-- Source document --
****************

The vintage sewing table is finally finished and back together.  I put five coats of the Finpol onto the top, using the special brush that I also bought from them (which annoyingly was shedding hairs into the finish) and it came out so much better than my first attempt.  It's not perfect, but it looks a lot better than the very damaged finish it had when I bought it.  Now I need to think where the table is going to go and what I will use it for.


I sewed another Double Wedding Ring block.  I feel like I will be 100 years old when this quilt gets finished.


The rest of the week I kept busy with my dollshouse build, sewing binding on the Australian BOM quilt and trying to do some bobbin lace every day because I have really been neglecting the lace for several months now.  A few days ago I heard my first Christmas song on the radio, it feels like it gets earlier every year.  Meanwhile we are still having to rake leaves up every weekend as our trees dump their autumn foliage.


Saturday, 9 November 2024

This and that

 Various crafty activities this week.  I tried out my Icelandic hat on a trip to the post office and realised it was still too short despite my tinkering with the crown decreases.  So I ripped it back to the ribbing again, and reknit it one more time with an extra zigzag to increase the length. I also went up a needle size to 4.5mm to make it a little looser.  I did the crown decreases as per the pattern since I already had the extra height.  It's much more comfortable now and I've worn it out a few times, nice and warm.  That's the nice thing about knitting, you can usually have a do-over.  And it's a nice souvenir of my trip.


I managed to produce a second Double Wedding Ring block so I now have two somewhat wonky blocks. I need 16 blocks - two down, 14 to go. 


After quilting the Tilda cot quilt (which I am now binding), I loaded the Japanese tea cup wallhanging onto the frame.  I meandered in the dark border then used my channel locks to quilt a series of vertical lines through the background, 'hopping' over each teacup as I came to it by doing some tiny stitches on either side.  I still need to quilt around each cup then I can take it off and do the hand embroidery to add the rim line to each cup. I like the way the cups are standing out from the background in a 3D effect.

****************

-- Exercise A --
In the listing, swap "locate" for "find" in the part that opens with the line containing "# locate white overcast" and runs through the end of the listing, keeping everything else unchanged and leaving the pictures out of your answer.
The crafting post and the listing were gathered from separate, unrelated sources.

****************

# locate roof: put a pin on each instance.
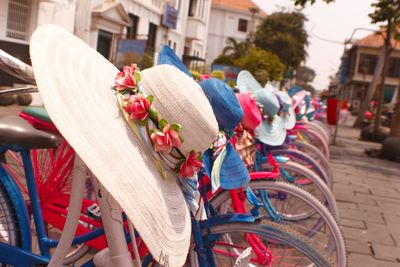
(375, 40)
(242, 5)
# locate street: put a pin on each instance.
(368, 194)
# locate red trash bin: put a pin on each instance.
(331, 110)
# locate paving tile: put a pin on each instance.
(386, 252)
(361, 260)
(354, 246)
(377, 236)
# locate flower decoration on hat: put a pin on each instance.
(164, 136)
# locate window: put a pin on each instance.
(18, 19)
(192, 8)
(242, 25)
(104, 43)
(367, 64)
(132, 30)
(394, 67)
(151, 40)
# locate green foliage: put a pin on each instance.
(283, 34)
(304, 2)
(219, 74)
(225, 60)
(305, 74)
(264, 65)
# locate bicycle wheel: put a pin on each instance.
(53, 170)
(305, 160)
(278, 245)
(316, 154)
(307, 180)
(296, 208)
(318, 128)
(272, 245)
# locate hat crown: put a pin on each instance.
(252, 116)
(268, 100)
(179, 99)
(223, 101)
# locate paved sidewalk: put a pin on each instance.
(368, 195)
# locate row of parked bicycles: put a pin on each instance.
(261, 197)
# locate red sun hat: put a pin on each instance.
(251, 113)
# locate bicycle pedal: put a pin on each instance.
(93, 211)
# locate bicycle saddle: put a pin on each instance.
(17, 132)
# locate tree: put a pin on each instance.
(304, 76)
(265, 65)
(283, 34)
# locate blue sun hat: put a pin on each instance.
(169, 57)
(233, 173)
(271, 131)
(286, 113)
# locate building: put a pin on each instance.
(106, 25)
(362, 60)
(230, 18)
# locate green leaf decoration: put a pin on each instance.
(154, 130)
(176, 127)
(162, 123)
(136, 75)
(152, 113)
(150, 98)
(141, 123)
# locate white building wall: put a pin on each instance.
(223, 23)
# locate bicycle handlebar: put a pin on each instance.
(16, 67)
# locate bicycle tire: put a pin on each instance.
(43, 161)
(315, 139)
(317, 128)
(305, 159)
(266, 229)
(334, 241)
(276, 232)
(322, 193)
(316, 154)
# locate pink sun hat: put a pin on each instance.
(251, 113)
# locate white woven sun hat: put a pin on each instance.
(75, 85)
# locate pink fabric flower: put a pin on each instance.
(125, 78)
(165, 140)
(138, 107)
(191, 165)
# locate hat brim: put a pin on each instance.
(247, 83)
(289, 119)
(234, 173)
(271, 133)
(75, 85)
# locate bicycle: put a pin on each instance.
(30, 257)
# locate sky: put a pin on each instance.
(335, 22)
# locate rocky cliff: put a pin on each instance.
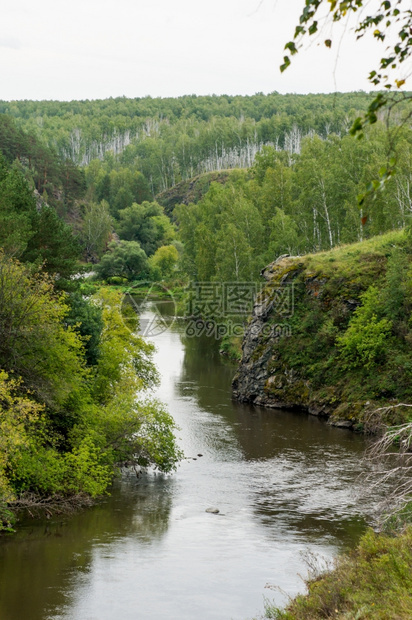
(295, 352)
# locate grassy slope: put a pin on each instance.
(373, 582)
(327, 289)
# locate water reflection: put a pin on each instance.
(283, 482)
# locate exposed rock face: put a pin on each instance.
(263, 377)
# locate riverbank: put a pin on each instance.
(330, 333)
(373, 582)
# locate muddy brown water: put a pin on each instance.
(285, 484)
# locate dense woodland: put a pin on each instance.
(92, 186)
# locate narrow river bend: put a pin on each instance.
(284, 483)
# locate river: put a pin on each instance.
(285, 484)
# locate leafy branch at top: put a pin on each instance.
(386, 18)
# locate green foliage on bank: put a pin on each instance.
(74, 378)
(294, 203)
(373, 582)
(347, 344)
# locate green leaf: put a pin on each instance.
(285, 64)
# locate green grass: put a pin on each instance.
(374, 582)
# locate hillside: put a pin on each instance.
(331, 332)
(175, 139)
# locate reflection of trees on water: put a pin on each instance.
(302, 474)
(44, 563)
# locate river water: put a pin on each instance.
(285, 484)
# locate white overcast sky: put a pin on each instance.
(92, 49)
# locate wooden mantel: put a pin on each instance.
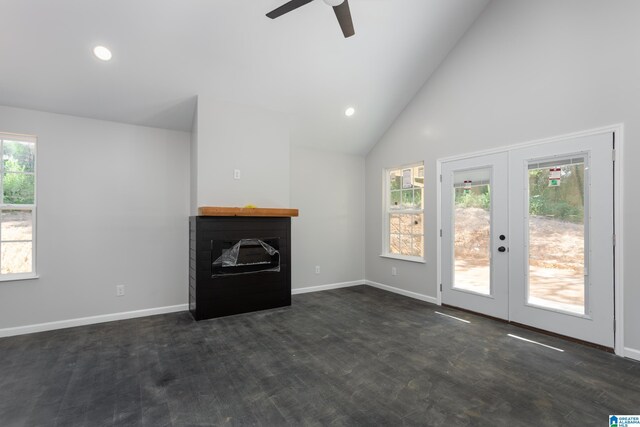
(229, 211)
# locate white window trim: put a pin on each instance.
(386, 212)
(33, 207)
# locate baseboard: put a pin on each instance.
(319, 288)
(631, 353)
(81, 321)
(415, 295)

****************

-- Exercise B --
Extract from the crafting post the part that opens with the words "Various crafty activities" and closes with "of my trip.".

-- Exercise answer A --
# find white overcast sky: put a pin on each instance.
(92, 49)
# find wooden mantel: put a pin on each instance.
(229, 211)
# find white window trim: put a pin on each instance.
(386, 212)
(33, 207)
# find baseboard: put a pin on each instance.
(319, 288)
(631, 353)
(81, 321)
(415, 295)

-- Exercise answer B --
Various crafty activities this week.  I tried out my Icelandic hat on a trip to the post office and realised it was still too short despite my tinkering with the crown decreases.  So I ripped it back to the ribbing again, and reknit it one more time with an extra zigzag to increase the length. I also went up a needle size to 4.5mm to make it a little looser.  I did the crown decreases as per the pattern since I already had the extra height.  It's much more comfortable now and I've worn it out a few times, nice and warm.  That's the nice thing about knitting, you can usually have a do-over.  And it's a nice souvenir of my trip.